▶ [Location identification entries]

============

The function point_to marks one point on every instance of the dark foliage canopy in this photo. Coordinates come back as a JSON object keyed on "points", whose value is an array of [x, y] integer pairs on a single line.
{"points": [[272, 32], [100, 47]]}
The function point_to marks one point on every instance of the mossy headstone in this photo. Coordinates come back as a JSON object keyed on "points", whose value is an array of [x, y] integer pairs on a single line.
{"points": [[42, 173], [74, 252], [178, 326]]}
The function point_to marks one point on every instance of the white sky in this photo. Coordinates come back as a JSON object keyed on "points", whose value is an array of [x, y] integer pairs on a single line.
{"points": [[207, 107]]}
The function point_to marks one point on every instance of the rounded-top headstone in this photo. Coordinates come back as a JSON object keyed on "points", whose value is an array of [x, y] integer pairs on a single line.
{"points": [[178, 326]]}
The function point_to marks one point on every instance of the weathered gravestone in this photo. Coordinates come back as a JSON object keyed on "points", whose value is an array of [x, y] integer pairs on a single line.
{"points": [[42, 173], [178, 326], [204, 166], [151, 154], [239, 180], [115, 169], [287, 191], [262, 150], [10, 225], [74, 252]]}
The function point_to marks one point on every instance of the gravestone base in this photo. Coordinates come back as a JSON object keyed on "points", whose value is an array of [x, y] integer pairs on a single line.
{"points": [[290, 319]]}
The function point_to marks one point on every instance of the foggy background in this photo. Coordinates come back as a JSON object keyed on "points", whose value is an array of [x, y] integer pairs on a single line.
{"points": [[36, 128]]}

============

▶ [Directive] Copy out each line above, character for character.

▶ [Output below]
The function point_to marks one point on every instance of the dark foliage canopy in this photo. Coordinates come back as a JSON object keyed on "points", whose value is an array of [x, y] integer pairs on a single line.
{"points": [[272, 32], [100, 47]]}
The function point_to marks one point on every instance of the mossy headstone in this photo. Coordinates come back as a JSON object keyed on "points", whose value is an array of [x, y] integer pairs on a single line.
{"points": [[42, 173], [74, 252], [178, 326]]}
The function point_to marks one point on every instance of the white sky in this photo. Coordinates come back as a JSON object keyed on "points", whose value is an array of [x, y] integer pairs on a single line.
{"points": [[207, 107]]}
The function point_to marks one point on every instance of the rounded-top headstone in this photo. Coordinates come back as a JSON object keyed on "points", whose value is an array of [x, y] integer pairs on a single line.
{"points": [[178, 326]]}
The function point_to marks one point on every instance of the weathered gravestone in this photo. Coordinates come back as a JSON object keyed on "points", whose value is an array of [x, y] integer pairs on a single line.
{"points": [[42, 173], [178, 326], [204, 166], [151, 154], [239, 180], [115, 169], [287, 191], [262, 150], [10, 225], [74, 252]]}
The function point_to marks one point on every instance of the gravestone base in this photo. Coordinates come back as a JSON object keyed on "points", whose value is an array of [x, y] integer pairs on a single line.
{"points": [[290, 319]]}
The function point_to marks one point on every instance of the foggy background in this photo. Coordinates come back as a JSON object keyed on "points", whose value is an array of [x, y] integer pairs on a single line.
{"points": [[36, 128]]}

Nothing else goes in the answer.